◆ **DOCUMENT EXTRACT**
☆ ☆ ☆
The monument composes of a 21-metre-high column made of Italian granite, and a 3-metre-high statue of Mickiewicz being granted his poet's lyre by the genius of poetry, with some additional elements including the golden torch of Inspiration on the top of the column. Standing in the central part of the square, it was erected in 1904, with the official opening ceremony held on October 30. It was designed and carved by Polish sculptor Antoni Popiel, who won the contest for the design in 1898.

The rear of the column base contains the coat-of-arms of the Polish–Lithuanian Commonwealth.
☆ ☆ ☆
◆ **QUESTIONS**
1: Reproduce the Mickiewicz monument text word for word, starting with "The monument composes" and going on through "design in 1898.".
2: Go on with the Mickiewicz monument text, picking up after its last sentence.
The records are separate material and are not part of the Mickiewicz monument text.
☆ ☆ ☆
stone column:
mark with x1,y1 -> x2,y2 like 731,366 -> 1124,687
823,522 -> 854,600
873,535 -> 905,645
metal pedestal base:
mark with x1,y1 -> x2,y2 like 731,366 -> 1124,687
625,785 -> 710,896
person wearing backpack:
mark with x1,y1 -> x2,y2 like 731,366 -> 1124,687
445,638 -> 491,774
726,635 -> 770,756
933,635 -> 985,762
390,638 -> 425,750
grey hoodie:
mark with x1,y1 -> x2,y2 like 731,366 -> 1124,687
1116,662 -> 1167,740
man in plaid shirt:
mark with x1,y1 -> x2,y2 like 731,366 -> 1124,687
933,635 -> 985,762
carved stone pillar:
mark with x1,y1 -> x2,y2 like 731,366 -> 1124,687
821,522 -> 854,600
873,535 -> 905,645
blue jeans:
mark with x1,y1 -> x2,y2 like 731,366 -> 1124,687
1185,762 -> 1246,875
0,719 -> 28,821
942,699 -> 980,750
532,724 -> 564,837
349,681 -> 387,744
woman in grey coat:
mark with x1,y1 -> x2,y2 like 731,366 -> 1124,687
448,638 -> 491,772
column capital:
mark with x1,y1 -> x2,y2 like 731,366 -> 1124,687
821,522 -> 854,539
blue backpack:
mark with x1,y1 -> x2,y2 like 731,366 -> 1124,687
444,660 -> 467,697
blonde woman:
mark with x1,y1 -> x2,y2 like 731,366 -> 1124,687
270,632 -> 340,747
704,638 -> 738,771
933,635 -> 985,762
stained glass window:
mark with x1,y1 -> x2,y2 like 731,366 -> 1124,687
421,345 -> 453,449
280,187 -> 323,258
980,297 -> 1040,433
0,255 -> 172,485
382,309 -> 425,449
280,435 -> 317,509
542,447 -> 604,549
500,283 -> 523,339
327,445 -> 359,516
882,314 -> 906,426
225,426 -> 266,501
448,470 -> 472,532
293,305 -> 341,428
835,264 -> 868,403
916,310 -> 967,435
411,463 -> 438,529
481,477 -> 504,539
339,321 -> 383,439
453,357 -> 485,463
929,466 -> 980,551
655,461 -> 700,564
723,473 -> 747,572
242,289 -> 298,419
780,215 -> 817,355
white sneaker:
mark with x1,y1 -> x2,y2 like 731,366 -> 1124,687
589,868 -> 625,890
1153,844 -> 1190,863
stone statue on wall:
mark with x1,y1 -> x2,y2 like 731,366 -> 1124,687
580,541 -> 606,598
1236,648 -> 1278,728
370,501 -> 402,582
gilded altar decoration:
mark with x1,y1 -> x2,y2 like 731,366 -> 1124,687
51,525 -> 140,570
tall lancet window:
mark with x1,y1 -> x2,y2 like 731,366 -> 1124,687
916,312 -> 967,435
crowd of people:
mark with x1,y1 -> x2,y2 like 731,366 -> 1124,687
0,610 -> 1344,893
☆ ☆ ☆
◆ **TASK-BY-TASK RESULTS**
1:
The monument composes of a 21-metre-high column made of Italian granite, and a 3-metre-high statue of Mickiewicz being granted his poet's lyre by the genius of poetry, with some additional elements including the golden torch of Inspiration on the top of the column. Standing in the central part of the square, it was erected in 1904, with the official opening ceremony held on October 30. It was designed and carved by Polish sculptor Antoni Popiel, who won the contest for the design in 1898.

2:
==Other structures==
- Monument to St Mary with adjacent fountain. The figure of St Mary, on the order of countess Seweryna Badeni, was sculpted in white, Trembovlian marble by Johann Nepomuk Hautmann from Munich in 1859, and brought to Lviv the same year. In 1904, when the monument of Mickiewicz was erected, the figure was moved north from the centre of the square and remodelled according to a competition won project by Michał Łużecki. In Soviet times, the figure was removed from the top of the fountain and placed in the Boim Chapel (since moved to St Andrew's Church). The fountain was topped with a vase instead. The original composition, including a copy of the St Mary figure, was reconstructed in 1997.
- Sprecher's tenement house (No.8 Mickiewicz Square). The six story high edifice with mansard roof, was ordered by Jonas and Gizela Sprecher and constructed between 1914 and 1922, according to a design by Ferdynand Kassler from Michał Ulam's architectural bureau. The architecture contains a mixture of neoclassical and early modernist features. Due to its height and size it was dubbed Lviv's first "skyscraper". The building was criticized for obscuring the view on Latin Cathedral and superseding the height of Mickiewicz monement.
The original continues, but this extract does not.